Recast the lines of the entries below as a numbered list, leaving out blank lines. Start with the line containing "Tag the license" and go through the last line of the entries, including both.

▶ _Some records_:
+ + + +

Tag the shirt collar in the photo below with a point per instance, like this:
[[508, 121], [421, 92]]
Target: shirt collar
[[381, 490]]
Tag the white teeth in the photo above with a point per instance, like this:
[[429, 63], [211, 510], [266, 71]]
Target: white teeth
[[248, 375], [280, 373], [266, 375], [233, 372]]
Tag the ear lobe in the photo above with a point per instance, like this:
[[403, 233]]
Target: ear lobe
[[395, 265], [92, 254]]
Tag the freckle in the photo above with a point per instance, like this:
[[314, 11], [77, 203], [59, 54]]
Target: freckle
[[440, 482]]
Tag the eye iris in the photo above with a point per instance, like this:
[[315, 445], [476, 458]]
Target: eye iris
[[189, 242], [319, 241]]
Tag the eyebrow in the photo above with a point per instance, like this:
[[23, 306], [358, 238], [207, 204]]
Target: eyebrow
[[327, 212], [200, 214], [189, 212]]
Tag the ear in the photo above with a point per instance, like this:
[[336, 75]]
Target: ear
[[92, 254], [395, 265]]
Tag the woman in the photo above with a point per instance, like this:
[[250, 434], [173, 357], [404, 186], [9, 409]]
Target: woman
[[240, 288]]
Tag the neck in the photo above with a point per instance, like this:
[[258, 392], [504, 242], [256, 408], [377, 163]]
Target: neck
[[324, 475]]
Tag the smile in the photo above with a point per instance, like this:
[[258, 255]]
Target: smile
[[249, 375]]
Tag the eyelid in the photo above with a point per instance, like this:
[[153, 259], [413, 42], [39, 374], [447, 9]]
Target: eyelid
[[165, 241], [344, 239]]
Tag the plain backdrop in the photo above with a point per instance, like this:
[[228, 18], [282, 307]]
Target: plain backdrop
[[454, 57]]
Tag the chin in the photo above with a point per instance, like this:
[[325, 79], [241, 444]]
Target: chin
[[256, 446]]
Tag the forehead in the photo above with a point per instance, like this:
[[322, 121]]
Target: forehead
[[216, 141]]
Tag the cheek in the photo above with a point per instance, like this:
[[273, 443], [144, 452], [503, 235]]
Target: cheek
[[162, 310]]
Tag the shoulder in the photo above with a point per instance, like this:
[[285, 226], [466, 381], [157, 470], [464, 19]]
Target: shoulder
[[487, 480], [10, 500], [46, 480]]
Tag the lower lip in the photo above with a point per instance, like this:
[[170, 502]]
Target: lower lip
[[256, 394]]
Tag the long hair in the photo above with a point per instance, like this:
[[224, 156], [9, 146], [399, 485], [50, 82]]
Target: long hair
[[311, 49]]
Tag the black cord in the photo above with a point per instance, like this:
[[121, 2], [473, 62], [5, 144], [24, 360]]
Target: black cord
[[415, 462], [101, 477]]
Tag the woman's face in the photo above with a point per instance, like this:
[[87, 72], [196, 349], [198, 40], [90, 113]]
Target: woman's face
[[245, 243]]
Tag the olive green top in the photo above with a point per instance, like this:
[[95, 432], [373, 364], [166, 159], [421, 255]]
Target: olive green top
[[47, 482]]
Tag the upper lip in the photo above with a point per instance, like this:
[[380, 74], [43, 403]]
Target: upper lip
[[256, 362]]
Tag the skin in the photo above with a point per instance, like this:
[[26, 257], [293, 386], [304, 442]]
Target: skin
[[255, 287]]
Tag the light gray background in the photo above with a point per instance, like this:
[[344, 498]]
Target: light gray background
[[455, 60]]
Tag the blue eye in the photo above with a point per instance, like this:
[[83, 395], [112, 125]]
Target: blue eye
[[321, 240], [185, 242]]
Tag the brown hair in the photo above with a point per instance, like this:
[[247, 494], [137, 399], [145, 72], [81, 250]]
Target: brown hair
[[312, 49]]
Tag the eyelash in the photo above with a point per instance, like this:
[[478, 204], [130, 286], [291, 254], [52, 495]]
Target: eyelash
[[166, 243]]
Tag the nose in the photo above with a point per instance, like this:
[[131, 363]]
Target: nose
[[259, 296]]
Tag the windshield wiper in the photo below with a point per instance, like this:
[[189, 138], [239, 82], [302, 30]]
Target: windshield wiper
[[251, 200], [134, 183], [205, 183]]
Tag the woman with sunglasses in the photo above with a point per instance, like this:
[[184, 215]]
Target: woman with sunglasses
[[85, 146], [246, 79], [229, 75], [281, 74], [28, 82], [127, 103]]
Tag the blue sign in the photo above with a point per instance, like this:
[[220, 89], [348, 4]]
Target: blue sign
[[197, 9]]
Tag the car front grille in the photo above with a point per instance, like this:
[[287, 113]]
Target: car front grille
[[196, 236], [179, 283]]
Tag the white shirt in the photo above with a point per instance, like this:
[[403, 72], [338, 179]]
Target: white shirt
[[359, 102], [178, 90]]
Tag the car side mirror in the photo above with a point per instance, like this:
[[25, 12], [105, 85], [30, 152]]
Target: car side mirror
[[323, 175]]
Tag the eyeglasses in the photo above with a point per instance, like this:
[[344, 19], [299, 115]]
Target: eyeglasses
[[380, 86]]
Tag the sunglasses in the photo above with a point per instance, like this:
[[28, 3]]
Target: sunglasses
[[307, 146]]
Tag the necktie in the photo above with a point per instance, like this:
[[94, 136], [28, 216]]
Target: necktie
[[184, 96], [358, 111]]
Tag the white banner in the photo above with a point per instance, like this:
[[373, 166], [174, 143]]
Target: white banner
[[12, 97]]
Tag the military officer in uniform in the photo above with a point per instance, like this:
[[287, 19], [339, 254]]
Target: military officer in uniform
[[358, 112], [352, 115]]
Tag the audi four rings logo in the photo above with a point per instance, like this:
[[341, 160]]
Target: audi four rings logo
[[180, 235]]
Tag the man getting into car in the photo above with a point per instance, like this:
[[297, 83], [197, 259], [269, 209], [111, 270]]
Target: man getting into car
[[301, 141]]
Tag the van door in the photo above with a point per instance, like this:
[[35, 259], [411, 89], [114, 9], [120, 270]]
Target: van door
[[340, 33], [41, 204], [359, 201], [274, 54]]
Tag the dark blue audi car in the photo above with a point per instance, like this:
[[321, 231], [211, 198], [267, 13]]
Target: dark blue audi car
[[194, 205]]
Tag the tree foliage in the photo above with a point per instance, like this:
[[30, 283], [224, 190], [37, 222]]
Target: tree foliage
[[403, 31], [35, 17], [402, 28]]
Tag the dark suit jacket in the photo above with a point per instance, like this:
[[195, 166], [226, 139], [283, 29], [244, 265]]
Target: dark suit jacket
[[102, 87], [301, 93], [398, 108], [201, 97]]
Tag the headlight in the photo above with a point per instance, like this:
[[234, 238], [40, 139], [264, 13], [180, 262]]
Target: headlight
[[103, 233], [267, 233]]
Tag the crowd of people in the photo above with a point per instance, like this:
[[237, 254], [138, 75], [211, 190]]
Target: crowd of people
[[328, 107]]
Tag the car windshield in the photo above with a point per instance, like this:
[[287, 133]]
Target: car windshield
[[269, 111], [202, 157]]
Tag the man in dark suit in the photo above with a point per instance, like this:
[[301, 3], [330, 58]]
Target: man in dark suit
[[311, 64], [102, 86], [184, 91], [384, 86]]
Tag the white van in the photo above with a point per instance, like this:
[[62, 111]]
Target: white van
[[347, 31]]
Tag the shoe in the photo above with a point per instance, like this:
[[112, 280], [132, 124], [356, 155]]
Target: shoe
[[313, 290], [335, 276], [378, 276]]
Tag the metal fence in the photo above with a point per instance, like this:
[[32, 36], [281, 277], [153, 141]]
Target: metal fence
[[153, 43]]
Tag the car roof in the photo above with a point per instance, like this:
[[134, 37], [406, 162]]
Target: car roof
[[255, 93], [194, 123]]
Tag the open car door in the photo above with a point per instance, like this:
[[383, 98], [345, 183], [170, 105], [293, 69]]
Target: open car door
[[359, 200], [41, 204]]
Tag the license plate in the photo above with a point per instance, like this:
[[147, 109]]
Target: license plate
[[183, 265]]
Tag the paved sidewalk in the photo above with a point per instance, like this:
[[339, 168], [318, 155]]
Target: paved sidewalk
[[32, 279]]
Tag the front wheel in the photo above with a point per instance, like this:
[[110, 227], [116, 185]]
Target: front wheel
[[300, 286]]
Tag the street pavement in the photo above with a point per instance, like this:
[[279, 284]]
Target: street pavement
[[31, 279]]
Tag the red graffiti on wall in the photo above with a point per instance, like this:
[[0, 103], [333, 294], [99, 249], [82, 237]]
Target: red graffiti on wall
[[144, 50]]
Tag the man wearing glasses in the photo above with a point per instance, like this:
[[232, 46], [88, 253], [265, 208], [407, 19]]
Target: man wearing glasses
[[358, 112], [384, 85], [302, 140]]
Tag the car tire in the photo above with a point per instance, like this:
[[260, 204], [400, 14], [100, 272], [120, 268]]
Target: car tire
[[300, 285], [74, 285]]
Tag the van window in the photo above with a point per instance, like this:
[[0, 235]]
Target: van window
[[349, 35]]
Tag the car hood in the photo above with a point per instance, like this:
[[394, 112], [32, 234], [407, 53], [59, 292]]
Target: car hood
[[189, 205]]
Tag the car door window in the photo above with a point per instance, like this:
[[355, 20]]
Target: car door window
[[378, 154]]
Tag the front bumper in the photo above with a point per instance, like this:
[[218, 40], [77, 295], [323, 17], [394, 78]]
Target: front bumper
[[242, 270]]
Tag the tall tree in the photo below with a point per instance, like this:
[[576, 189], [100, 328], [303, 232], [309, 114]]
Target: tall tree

+ + + +

▶ _Output of the exercise_:
1. Tag the license plate in the photo above with a point per instance, like this:
2. [[147, 109]]
3. Target: license plate
4. [[183, 265]]
5. Tag the paved sidewalk in the photo above with a point per instance, like this:
6. [[339, 168], [318, 155]]
7. Target: paved sidewalk
8. [[32, 279]]
9. Tag the front wheel in the photo above with a point per instance, like this:
10. [[110, 227], [116, 185]]
11. Target: front wheel
12. [[300, 286]]
13. Tag the street pavement in the photo above with a point per instance, like this:
14. [[279, 284]]
15. Target: street pavement
16. [[31, 279]]
17. Tag the red graffiti on wall in the photo above with a point per instance, like this:
18. [[0, 103], [333, 294], [99, 249], [82, 237]]
19. Target: red graffiti on wall
20. [[144, 50]]
21. Tag the man wearing glasses in the photo above with a point per instance, like this:
22. [[232, 46], [88, 253], [265, 208], [407, 19]]
23. Target: man wearing glasses
24. [[358, 112], [384, 85], [302, 140]]
25. Tag the car tire in the photo above with a point per instance, like this:
26. [[260, 204], [400, 14], [100, 272], [120, 268]]
27. Target: car tire
28. [[300, 285], [74, 285]]
29. Tag the van window in the photo above with a point per instance, like this:
30. [[0, 235]]
31. Target: van window
32. [[349, 35]]
33. Tag the car hood in the photo above with a point per instance, like this:
34. [[394, 112], [32, 234], [407, 53], [59, 292]]
35. Target: car hood
36. [[189, 205]]
37. Tag the car door window in the photo above with a point per instance, like this:
38. [[355, 20]]
39. Target: car door window
40. [[378, 154]]
41. Tag the front bumper in the photo above with a point per instance, like this:
42. [[218, 40], [77, 295], [323, 17], [394, 78]]
43. Target: front bumper
44. [[242, 270]]
45. Tag the tall tree in the photo below with a point per instance, like this:
46. [[576, 189], [100, 328], [303, 232], [309, 114]]
47. Target: tall tree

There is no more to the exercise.